What this task involves. From top to bottom, retype the data exactly, passing over any picture.

(Stored data entries)
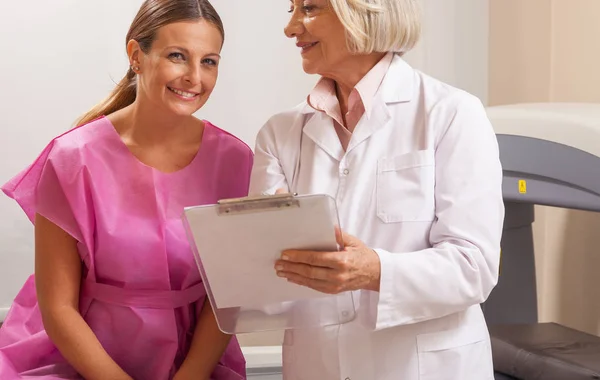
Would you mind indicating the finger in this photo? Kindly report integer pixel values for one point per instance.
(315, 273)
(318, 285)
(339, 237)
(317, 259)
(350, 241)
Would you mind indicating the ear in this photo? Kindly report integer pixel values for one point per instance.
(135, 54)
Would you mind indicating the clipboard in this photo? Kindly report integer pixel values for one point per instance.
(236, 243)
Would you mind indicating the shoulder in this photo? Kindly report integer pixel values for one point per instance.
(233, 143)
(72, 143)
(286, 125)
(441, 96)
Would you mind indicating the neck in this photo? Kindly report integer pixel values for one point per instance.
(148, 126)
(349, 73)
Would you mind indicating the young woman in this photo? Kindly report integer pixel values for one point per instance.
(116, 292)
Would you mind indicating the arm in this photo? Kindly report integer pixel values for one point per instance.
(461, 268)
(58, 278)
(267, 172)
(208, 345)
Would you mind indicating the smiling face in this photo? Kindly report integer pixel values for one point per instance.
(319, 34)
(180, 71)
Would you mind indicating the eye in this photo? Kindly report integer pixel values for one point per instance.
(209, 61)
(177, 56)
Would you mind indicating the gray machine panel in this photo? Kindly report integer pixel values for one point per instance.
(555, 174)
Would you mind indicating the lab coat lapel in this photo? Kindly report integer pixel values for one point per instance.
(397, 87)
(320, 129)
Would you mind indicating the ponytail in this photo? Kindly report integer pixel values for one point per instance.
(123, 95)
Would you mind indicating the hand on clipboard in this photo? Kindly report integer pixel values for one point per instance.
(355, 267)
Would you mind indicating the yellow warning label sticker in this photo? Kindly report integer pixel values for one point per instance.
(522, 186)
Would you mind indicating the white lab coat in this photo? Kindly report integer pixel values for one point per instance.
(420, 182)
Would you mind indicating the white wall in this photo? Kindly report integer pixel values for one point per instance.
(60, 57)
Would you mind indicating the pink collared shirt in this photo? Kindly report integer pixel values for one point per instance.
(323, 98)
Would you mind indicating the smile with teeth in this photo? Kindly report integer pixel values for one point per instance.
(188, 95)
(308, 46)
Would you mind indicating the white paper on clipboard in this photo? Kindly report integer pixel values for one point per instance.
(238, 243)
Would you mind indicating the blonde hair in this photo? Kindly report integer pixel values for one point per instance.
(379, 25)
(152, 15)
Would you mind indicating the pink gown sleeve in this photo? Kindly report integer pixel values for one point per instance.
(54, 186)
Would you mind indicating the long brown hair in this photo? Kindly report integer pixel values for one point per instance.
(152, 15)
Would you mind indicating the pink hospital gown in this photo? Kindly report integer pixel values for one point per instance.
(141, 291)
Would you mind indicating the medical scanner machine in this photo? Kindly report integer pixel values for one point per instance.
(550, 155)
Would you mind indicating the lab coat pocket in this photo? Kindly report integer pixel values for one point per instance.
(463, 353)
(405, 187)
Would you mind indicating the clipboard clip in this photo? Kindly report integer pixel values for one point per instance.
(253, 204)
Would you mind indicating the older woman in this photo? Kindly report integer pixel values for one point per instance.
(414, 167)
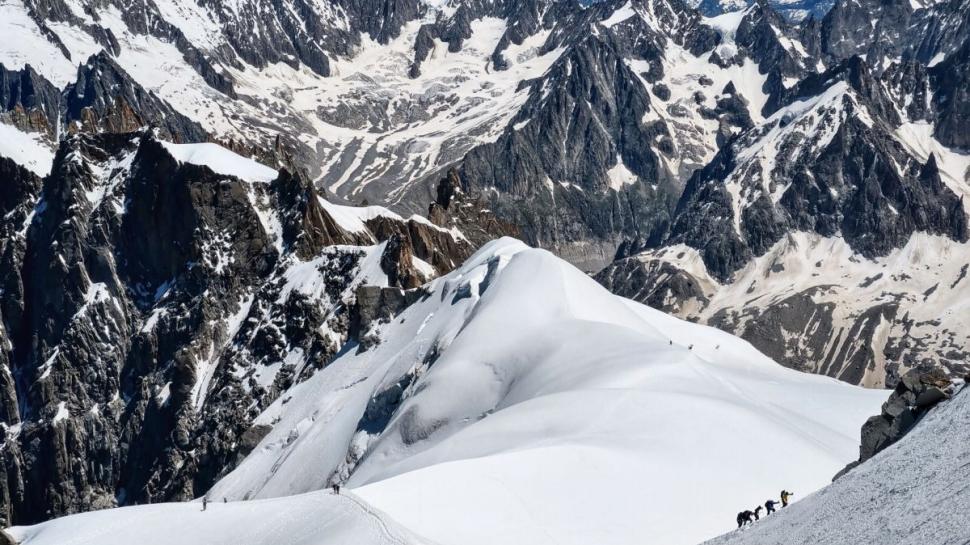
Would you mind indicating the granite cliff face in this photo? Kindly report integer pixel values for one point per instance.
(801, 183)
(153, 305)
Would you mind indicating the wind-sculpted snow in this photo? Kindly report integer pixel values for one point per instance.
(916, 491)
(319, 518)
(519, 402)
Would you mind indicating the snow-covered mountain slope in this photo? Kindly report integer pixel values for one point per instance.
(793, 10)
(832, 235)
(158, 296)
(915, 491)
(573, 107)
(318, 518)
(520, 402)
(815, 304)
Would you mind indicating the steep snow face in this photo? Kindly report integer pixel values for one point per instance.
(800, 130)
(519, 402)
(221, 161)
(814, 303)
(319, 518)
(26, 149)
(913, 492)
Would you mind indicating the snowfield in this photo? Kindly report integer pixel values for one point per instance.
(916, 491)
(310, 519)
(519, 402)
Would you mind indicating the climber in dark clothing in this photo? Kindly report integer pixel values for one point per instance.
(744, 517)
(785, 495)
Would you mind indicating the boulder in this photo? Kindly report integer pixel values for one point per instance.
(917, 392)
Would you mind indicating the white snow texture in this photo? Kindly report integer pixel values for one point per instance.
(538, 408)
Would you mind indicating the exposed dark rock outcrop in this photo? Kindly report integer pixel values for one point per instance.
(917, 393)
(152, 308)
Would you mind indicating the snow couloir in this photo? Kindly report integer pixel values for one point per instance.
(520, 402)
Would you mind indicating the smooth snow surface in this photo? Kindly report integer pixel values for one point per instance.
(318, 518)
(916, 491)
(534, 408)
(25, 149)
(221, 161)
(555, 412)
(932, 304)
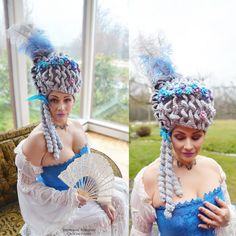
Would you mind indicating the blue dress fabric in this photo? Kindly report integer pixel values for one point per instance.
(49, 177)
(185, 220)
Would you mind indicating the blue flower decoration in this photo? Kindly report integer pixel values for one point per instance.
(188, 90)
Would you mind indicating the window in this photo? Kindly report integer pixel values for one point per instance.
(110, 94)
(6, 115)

Task output.
Would you mind indicating the finger in this photo? Kindly report integer pixel values for one point per instance.
(315, 273)
(318, 285)
(339, 237)
(317, 259)
(350, 241)
Would you mind indicating the ear in this photo? Kindly report integer pixel values for one point per instance.
(135, 54)
Would you mind indicating the clipboard in this photo? Kindly report integer pixel values for one point per instance.
(236, 243)
Would you mind indicating the shoulder in this photo? Kindly report integer pixel values for one point per instance.
(233, 143)
(72, 143)
(286, 125)
(441, 96)
Would you mind indicating the neck in this photo? Kindly report integer pixel values for one point per instance.
(148, 126)
(349, 73)
Would you mind indicating the young woman in this photo? Kindly report integer pixel values for one point per instance.
(116, 292)
Would you mind indicating the arm in this photo? Kindly report integer pixel values for one point per instance.
(461, 268)
(58, 278)
(267, 172)
(208, 345)
Would you mind indicating the smiling face in this photo? Kindly report integer pixel values for one point per instance.
(319, 34)
(180, 71)
Would you mind indicating the eye in this photo? Kindly report integer pixel values for one point per instance.
(209, 61)
(177, 56)
Would you mind indicating the gray machine panel in this photo? Kindly report integer pixel values for one point per instance.
(555, 174)
Would you mind indicating the lab coat lapel in this photo? Kindly report integer pixel values for one point per instance.
(397, 87)
(320, 129)
Would you mind indicating the ponytail in this photo? Kindly report integer pixel values for one point per instance.
(123, 95)
Would you mind indicating the hand on clipboard in this photo? Kindly report integer pixel values for one point per instance.
(355, 267)
Would you mind indicating the yellow warning label sticker in this photo? Kindly report integer pixel values for one point per instance.
(522, 186)
Would you mind indicating the white lab coat in this photo? Kindly report integer pixel values for one point per instance.
(420, 182)
Would you mind indicating the white wall in this photo? Kindly report integer pixel values for one point per instance.
(60, 57)
Would you mind indicating the pink collared shirt in this photo? Kindly report integer pixel values for one point per instance.
(323, 98)
Would you mind indicating the smile with teeth in this photo? Kindly report integer pixel values for one point per instance.
(188, 95)
(308, 46)
Would you mind indicating the white paper on clipboard in this photo? Kindly report integer pixel values for one point per instance.
(238, 243)
Would you mind indicating the blonde hair in this photo? Kindly report integer pixel values for one point per instance.
(379, 25)
(152, 15)
Would you mind indicating the pink gown sleeve in this photo? Kindly report integer pixel values for one point per instance.
(54, 186)
Would you mind indicating the long brown hair in this photo? Kindly report integer pixel values for one point per instance.
(152, 15)
Would you mind indicating the pink hospital gown in this photo? Kindly report integer pixel values for one point per instance.
(141, 291)
Would you mind indicating the medical scanner machine in this photo? Kindly report integer pixel values for one point per instance.
(550, 155)
Would you mind indicating the lab coat pocket in this photo? Kindly report integer pixel values for one point per instance.
(463, 353)
(405, 187)
Would you mind indicating the clipboard clip in this photo? Kindly report integer pixel values for one point per instance.
(253, 204)
Would you mind indicating the older woman in this photo? Kindly report integer pixel values for one point per instance.
(414, 167)
Would you mind indicating the granite cliff face in this photo? Kindly report integer pixel values for one point per instance.
(801, 183)
(153, 305)
Would you mind indicating the wind-sculpted snow in this photo? Kindly report integer pixel values for one point per instance.
(916, 491)
(319, 518)
(519, 402)
Would you mind indicating the snow-covered mountain slope in this photo? Kindly report integer pixel values for one point per instance.
(793, 10)
(832, 235)
(158, 296)
(915, 491)
(573, 107)
(318, 518)
(520, 402)
(815, 304)
Would you mind indicating the steep snow face in this photo? Kindly report integer pixel values for one point per instance.
(800, 130)
(519, 402)
(221, 161)
(814, 303)
(319, 518)
(26, 149)
(913, 492)
Would you mind indicating the snowfield in this photo? Kindly report integer pixel values for one point per instance.
(916, 491)
(310, 519)
(519, 402)
Would you mind indicating the climber in dark clothing in this photo? Kindly report integer pixel values for one point per instance.
(744, 517)
(785, 495)
Would you mind indicating the boulder in this photo? Kindly report integer pixel values for one point per instance.
(917, 392)
Would you mind indicating the white snow texture in this photo? Kindly report integer pixel values for one point per instance.
(538, 408)
Would you mind indicating the exposed dark rock outcrop in this photo? Kindly report integer pixel values for one point per instance.
(917, 393)
(152, 308)
Would you mind indicating the snow couloir in this photo? Kindly report integer pixel values for one point per instance.
(520, 402)
Would you mind indicating the smooth snow surface in this photo? Kindly report integer pixel values for one point per instance.
(318, 518)
(916, 491)
(534, 408)
(25, 149)
(221, 161)
(555, 412)
(932, 304)
Would you mind indicating the blue dress fabric in this photo? Kindly report integer pixel values for one point per instance.
(49, 177)
(185, 220)
Would you mind indicating the blue flower decoration in this photo? Kindly report integer pixel values for one point per instance.
(188, 90)
Would you mind indicating the window in this photo? Kindly report integer pixel values for one point per instance.
(110, 94)
(6, 115)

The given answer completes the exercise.